» **EXERCISE GOAL**
Recast everything from the line containing "Note: mark the tree in" down to the end of the records as a Markdown table with the columns Row and Entry. Give each line its own numbered row, and skip blank lines.

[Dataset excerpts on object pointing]
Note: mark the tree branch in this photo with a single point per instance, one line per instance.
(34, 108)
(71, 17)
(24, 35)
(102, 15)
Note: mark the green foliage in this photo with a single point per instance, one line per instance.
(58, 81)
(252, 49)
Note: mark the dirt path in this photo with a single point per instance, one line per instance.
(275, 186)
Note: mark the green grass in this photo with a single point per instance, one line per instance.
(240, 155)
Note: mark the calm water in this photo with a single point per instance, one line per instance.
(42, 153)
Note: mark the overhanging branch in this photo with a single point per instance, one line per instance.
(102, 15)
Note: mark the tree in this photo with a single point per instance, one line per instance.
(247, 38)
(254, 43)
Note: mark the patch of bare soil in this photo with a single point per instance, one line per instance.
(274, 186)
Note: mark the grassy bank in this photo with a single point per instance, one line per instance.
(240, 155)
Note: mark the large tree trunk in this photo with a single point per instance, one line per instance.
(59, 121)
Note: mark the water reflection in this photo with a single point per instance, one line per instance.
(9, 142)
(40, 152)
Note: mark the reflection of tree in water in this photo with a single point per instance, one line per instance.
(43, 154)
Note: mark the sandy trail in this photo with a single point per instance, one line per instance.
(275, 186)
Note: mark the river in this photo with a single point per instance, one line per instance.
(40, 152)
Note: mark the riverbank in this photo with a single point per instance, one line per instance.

» **WRITTEN RESPONSE**
| Row | Entry |
|---|---|
| 1 | Note: mark the tree in this photo with a single point per instance, one line per instance. |
| 2 | (247, 38) |
| 3 | (254, 43) |
| 4 | Note: mark the patch of bare soil in this photo with a single point per instance, one line per instance. |
| 5 | (274, 186) |
| 6 | Note: mark the grassy bank in this photo with a single point per instance, one line per instance. |
| 7 | (240, 155) |
| 8 | Note: mark the large tree trunk in this photo with a single point per instance, one line per instance. |
| 9 | (59, 121) |
| 10 | Note: mark the water reflection in this photo with a single point per instance, one line per instance. |
| 11 | (9, 142) |
| 12 | (40, 152) |
| 13 | Note: mark the reflection of tree in water in this photo with a single point per instance, one line per instance. |
| 14 | (43, 154) |
| 15 | Note: mark the sandy trail in this photo with a single point per instance, one line per instance. |
| 16 | (275, 186) |
| 17 | Note: mark the river in this photo with a single point per instance, one line per instance. |
| 18 | (40, 152) |
| 19 | Note: mark the riverbank in this photo with a single point per instance, one line per instance. |